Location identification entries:
"""

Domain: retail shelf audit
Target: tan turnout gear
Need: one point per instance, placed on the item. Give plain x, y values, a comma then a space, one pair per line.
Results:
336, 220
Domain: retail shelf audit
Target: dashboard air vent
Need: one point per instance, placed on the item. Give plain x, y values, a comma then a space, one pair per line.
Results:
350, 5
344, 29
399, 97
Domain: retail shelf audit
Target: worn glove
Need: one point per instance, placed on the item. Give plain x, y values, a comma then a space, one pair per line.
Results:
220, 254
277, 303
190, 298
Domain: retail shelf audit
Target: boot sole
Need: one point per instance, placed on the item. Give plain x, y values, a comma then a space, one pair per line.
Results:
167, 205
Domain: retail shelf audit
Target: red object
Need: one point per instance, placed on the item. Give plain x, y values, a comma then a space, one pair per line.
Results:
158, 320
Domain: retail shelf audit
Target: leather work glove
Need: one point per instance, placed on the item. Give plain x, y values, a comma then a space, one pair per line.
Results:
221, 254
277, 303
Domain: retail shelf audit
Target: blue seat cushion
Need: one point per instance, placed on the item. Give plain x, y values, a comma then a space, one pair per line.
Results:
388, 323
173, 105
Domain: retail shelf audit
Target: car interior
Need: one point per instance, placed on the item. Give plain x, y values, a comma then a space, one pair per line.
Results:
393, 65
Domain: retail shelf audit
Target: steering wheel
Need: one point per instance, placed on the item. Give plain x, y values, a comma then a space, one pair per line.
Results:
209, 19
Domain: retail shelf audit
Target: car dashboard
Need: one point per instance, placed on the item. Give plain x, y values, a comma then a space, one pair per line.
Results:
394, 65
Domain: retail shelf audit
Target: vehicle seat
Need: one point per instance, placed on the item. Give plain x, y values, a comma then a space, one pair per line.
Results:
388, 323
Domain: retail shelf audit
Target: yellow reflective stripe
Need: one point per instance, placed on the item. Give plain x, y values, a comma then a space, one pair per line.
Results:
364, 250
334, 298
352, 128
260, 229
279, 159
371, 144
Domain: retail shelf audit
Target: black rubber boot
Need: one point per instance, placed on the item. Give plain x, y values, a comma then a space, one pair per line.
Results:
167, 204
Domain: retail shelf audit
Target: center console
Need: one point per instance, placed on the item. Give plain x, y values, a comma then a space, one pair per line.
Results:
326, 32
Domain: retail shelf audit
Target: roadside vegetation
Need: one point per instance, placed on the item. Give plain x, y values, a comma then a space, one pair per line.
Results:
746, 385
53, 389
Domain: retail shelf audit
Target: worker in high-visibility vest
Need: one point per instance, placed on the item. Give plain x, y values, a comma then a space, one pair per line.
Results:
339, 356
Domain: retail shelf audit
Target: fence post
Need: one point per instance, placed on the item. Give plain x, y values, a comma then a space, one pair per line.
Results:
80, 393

"""

● YOUR OBJECTIVE
Reproduce the entries above exactly.

● TASK OUTPUT
Domain: retail shelf audit
Target: tan turnout gear
Need: one point per instance, placed on the item. Give plain x, y values, a comma then a space, one pair per line.
Results:
336, 220
Domain: retail shelf audit
Target: dashboard air vent
Need: one point per instance, placed on the item. Give plain x, y values, a comma then a space, one pair per line.
Results:
350, 5
344, 29
399, 97
Domain: retail shelf audit
Target: worn glove
Need: one point per instance, placed on the item. Give plain x, y values, a comma then a space, one pair per line.
Results:
220, 254
277, 303
190, 298
Domain: retail shelf audit
Target: boot sole
Need: one point per instance, placed on the item. Give plain x, y values, a comma then a space, one pair per line.
Results:
167, 205
Domain: retail shelf audit
Target: red object
Need: one point per instance, placed on the item. Give plain x, y values, a comma then a space, one pair per line.
Results:
158, 320
Domain: retail shelf audit
Target: leather work glove
Need: one point per instance, placed on the item. Give plain x, y values, a comma then a space, one pair per line.
Results:
221, 254
277, 303
Domain: retail shelf audit
Target: blue seat cushion
Need: one point per instance, placed on the item. Give plain x, y values, a comma then a space, one pair per line.
Results:
388, 323
173, 105
Domain: retail shelf audit
Target: car interior
Need: one point per instance, placed on the item. Give plain x, y values, a comma then a space, one pair per line.
Results:
393, 65
Domain: retail shelf audit
Target: steering wheel
Need: one point per instance, placed on the item. Give plain x, y values, a comma then a space, one pair per line.
Results:
209, 19
Domain: retail shelf audit
Target: car dashboard
Need: one point per instance, placed on the item. Give plain x, y values, a comma then a space, one pair per line.
Results:
394, 65
Domain: retail shelf audit
Target: vehicle seat
Need: one point per instance, placed on the item. Give plain x, y values, a comma then a space, one pair per line.
Results:
388, 323
Domain: retail shelf audit
Target: yellow reflective stripe
Need: one point per instance, placed on the item. Give plain x, y values, a comma then a space, one pair per line.
Results:
364, 250
334, 298
352, 128
260, 229
279, 159
371, 144
Domain: retail shelf audit
Target: black rubber boot
Need: one point per instance, placed on the item. Give plain x, y values, a comma then a space, one pair per line.
Results:
167, 204
Domain: retail shelf audit
Target: center console
Need: one point per instance, placed on the item. Give plain x, y values, a comma then a space, one pair per line.
Results:
326, 32
Domain: retail shelf audit
Target: roadside vegetation
Need: one point per instance, placed on the item. Give plain x, y values, a comma then a space, one pair per line.
Results:
746, 385
53, 389
Domain: retail shelf audit
Target: worker in high-visibility vest
Need: one point per instance, placed on the item. Give plain x, y values, a comma then a space, one pair per line.
Results:
339, 356
Domain: retail shelf audit
Target: fence post
Need: one point per instance, placed on the item. Give plain x, y values, a comma then a space, one pair per line.
Results:
80, 393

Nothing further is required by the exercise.